**Exercise goal:**
Please arrange every record below as a numbered list, leaving out blank lines.

**Exercise materials:**
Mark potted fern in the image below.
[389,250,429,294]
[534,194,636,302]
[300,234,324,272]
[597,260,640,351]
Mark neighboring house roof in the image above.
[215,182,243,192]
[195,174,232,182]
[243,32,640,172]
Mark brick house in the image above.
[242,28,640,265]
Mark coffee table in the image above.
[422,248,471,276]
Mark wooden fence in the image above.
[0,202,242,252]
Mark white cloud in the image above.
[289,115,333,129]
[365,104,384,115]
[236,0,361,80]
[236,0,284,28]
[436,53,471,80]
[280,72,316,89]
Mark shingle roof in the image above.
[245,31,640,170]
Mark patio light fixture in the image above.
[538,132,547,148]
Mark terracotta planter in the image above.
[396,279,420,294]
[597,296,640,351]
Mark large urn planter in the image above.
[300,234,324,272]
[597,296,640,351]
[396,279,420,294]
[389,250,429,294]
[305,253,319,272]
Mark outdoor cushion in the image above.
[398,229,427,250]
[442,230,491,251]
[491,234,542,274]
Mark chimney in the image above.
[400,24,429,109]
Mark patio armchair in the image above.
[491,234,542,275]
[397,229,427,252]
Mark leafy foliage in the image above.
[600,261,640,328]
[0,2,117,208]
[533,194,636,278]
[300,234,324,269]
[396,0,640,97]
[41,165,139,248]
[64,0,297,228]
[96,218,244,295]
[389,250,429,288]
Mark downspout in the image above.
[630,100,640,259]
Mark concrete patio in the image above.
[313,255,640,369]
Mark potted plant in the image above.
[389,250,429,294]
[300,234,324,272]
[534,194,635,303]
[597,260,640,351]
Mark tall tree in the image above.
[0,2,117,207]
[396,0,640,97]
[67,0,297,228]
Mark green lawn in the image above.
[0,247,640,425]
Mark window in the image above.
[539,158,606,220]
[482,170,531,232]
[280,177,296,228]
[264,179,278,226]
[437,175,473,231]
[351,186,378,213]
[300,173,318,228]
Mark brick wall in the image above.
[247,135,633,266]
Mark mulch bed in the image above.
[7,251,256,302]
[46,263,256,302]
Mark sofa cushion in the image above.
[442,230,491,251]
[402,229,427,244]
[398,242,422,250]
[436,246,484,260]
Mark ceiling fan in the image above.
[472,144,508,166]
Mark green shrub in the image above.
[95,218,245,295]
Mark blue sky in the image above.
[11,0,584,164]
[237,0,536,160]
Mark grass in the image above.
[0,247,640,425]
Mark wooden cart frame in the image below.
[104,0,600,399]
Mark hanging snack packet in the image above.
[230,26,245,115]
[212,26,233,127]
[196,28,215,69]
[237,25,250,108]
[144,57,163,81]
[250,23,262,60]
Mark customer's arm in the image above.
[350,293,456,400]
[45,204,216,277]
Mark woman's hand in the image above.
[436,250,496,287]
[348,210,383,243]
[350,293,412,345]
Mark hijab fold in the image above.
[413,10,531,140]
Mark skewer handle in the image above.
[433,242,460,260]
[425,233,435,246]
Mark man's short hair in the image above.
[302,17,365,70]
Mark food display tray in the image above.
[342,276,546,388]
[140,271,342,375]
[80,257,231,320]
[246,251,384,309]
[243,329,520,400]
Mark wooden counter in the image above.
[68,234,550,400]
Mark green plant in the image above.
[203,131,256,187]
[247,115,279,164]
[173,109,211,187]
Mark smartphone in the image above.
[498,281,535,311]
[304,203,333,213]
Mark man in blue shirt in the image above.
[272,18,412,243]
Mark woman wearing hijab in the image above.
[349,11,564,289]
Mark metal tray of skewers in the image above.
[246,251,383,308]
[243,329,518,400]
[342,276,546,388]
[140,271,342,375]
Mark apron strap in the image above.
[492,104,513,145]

**Output:**
1. Mark potted fern in the image below.
2. [389,250,429,294]
3. [534,194,636,302]
4. [300,234,324,272]
5. [597,260,640,351]
6. Mark neighboring house roof in the image above.
7. [215,182,243,192]
8. [195,174,232,182]
9. [243,32,640,172]
10. Mark brick house in the image above.
11. [242,28,640,265]
12. Mark coffee table in the image above.
13. [422,248,471,276]
14. Mark wooden fence in the image above.
15. [0,202,242,252]
16. Mark white cloud in the image above.
17. [289,115,333,129]
18. [365,104,384,115]
19. [236,0,361,80]
20. [236,0,284,28]
21. [436,53,471,80]
22. [280,72,316,89]
23. Mark shingle roof in the image above.
24. [245,31,640,170]
25. Mark patio light fixture in the image above.
26. [538,132,547,148]
27. Mark terracotta planter in the image above.
28. [396,279,420,294]
29. [597,296,640,351]
30. Mark large urn planter in the image above.
31. [300,234,324,272]
32. [597,296,640,351]
33. [396,279,420,294]
34. [389,250,429,294]
35. [305,253,319,272]
36. Mark outdoor cushion in the image above.
37. [398,229,427,250]
38. [442,230,491,251]
39. [491,234,542,274]
40. Mark chimney in the image above.
41. [400,24,429,109]
42. Mark patio armchair in the image above.
43. [491,234,542,275]
44. [397,229,427,252]
45. Mark leafy foliage in the image above.
46. [600,261,640,328]
47. [0,2,117,208]
48. [533,194,636,278]
49. [300,234,324,269]
50. [396,0,640,97]
51. [41,165,139,248]
52. [64,0,297,228]
53. [96,218,244,295]
54. [389,250,429,288]
55. Mark downspout in the image above.
56. [630,100,640,259]
57. Mark concrete patio in the image above.
58. [313,255,640,369]
59. Mark potted plant in the image above.
60. [389,250,429,294]
61. [300,234,324,272]
62. [534,194,635,303]
63. [597,260,640,351]
64. Mark tall tree in the image above.
65. [0,2,117,207]
66. [396,0,640,97]
67. [67,0,297,228]
68. Mark green lawn in the image above.
69. [0,247,640,425]
70. Mark window in the image above.
71. [539,158,606,220]
72. [482,170,531,232]
73. [280,177,296,228]
74. [264,179,278,226]
75. [437,175,473,231]
76. [351,186,378,213]
77. [300,173,318,228]
78. Mark brick wall in the image above.
79. [247,135,633,266]
80. Mark mulch bed in the image above.
81. [7,251,256,302]
82. [46,263,256,302]
83. Mark sofa cushion in the image above.
84. [442,230,491,251]
85. [402,229,427,244]
86. [398,242,422,250]
87. [436,246,484,260]
88. Mark ceiling fan in the image above.
89. [472,144,508,166]
90. Mark green shrub in the image above.
91. [95,218,245,295]
92. Mark blue sky in the image above.
93. [11,0,584,164]
94. [237,0,536,160]
95. Mark grass in the image above.
96. [0,247,640,425]
97. Mark wooden cart frame in the image below.
98. [104,0,600,399]
99. Mark hanging snack packet in the image above.
100. [230,26,245,115]
101. [212,26,233,127]
102. [196,28,215,69]
103. [237,25,250,108]
104. [144,57,163,81]
105. [250,23,262,60]
106. Mark customer's arm in the image above.
107. [350,293,456,400]
108. [45,204,216,277]
109. Mark woman's hand in the image above.
110. [436,250,496,287]
111. [348,210,383,243]
112. [350,293,412,345]
113. Mark hijab fold in the image above.
114. [413,10,531,140]
115. Mark skewer handle in the image above.
116. [433,242,460,260]
117. [425,233,435,246]
118. Mark man's short hair in the image above.
119. [302,17,365,70]
120. Mark food display tray in the image above.
121. [342,276,546,388]
122. [140,271,342,375]
123. [80,257,231,320]
124. [246,251,384,309]
125. [243,329,520,400]
126. Mark wooden counter in the image above.
127. [68,234,550,400]
128. Mark green plant in the image above.
129. [203,131,256,187]
130. [247,115,279,164]
131. [173,109,211,187]
132. Mark smartphone in the image above.
133. [498,281,535,311]
134. [304,203,333,213]
135. Mark man in blue shirt in the image above.
136. [272,18,412,243]
137. Mark woman wearing hijab in the image above.
138. [349,11,564,289]
139. Mark metal tray of skewers in the image above.
140. [246,251,383,308]
141. [243,329,518,400]
142. [342,276,546,388]
143. [140,271,342,375]
144. Mark apron strap in the image above.
145. [492,104,513,145]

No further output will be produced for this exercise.